(GIVEN TEXT begins)

Design and Performance Characterization of a Novel, Smartphone-Based, Portable Digital Slit Lamp for Anterior Segment Screening Using Telemedicine.

Purpose: Telemedicine-enabled, portable digital slit lamps can help to decentralize screening to close-to-patient contexts. We report a novel design for a portable, digital slit lamp using a smartphone. It works on an advanced optical design and has the capability of instantaneous, objective photodocumentation to capture anterior segment images and is telemedicine-enabled. Methods: The device is constructed keeping its usability and the importance of design ergonomics for nonspecialized field personnel in mind. The optical design is described, and the resolution and magnification are compared with traditional desktop-based slit lamps. A Health Insurance Portability and Accountability Act (HIPAA)-compliant, patient management software is integrated to synchronize the captured images with a secure cloud server along with a sharpness algorithm to extract the best focused frames of the cornea, iris, and lens, from videos. We demonstrate its photodocumentation ability and teleophthalmology feasibility by capturing images in a pilot study from nine subjects. Results: Images were obtained in various illumination, magnification, and filter settings. Synchronous and asynchronous teleophthalmology consults were conducted. The performance of the device was shown to be limited by the smartphone sensor resolution and not the optical design, because the Air Force target resolution was found to be the same on smartphone-mounted traditional slit lamps despite a lower magnification. Conclusions: The novel, portable, digital slit lamp with advanced optical design using smartphones has the ability to screen for anterior segment pathologies using telemedicine. Translational Relevance: A portable, telemedicine-friendly, ergonomically designed, slit lamp used by nonspecialist personnel allows for both synchronous and asynchronous modes of consultation at remote locations, facilitating mass screening programs.

A novel approach to anterior segment imaging with smartphones in the COVID-19 era.

(GIVEN TEXT ends)
(ENTRIES SUPPLIED begins)

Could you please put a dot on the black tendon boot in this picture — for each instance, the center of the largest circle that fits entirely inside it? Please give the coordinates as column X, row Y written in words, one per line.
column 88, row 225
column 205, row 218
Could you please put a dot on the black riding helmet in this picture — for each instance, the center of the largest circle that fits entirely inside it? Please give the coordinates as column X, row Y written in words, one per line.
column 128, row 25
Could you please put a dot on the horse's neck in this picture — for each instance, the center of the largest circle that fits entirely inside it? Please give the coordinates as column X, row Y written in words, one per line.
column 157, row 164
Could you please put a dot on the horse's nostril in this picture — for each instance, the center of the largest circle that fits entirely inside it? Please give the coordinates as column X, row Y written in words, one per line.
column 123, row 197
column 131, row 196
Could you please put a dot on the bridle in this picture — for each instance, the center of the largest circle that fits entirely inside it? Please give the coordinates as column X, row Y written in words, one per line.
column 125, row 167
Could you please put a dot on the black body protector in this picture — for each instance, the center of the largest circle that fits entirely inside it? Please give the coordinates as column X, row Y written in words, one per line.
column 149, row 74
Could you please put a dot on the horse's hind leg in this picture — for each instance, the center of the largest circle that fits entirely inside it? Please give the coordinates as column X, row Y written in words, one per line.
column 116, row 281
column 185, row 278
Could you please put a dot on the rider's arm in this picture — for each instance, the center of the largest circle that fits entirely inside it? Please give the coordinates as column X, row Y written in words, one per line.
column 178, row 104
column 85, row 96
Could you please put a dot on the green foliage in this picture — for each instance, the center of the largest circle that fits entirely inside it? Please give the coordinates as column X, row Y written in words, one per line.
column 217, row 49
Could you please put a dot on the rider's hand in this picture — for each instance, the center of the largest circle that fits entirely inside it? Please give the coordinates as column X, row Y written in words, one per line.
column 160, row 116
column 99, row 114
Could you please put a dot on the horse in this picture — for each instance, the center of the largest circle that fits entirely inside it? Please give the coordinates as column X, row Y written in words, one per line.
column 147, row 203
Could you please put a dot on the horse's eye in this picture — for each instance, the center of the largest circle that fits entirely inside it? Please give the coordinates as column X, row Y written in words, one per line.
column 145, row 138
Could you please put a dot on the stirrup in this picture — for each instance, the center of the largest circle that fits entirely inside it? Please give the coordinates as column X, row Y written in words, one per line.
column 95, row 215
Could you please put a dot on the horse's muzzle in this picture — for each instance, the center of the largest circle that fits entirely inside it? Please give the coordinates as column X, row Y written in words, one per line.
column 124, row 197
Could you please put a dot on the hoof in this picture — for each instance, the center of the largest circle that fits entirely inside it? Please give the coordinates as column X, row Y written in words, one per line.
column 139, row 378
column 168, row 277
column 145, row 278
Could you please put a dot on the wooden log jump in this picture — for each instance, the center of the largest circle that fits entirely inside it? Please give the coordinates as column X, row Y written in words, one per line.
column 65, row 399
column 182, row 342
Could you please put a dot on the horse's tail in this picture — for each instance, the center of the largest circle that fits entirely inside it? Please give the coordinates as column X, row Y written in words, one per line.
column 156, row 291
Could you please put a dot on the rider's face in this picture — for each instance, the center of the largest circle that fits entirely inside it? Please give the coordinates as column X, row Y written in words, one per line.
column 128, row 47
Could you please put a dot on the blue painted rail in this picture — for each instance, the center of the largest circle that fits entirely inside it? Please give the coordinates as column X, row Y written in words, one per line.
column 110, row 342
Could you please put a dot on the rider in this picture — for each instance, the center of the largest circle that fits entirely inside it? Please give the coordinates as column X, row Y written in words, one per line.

(ENTRIES SUPPLIED ends)

-- WHAT IS EXPECTED --
Please list every section heading in the slit lamp abstract, in order. The data above come from a different source than the slit lamp abstract.

-- OUTPUT OF THE TASK --
Purpose, Methods, Results, Conclusions, Translational Relevance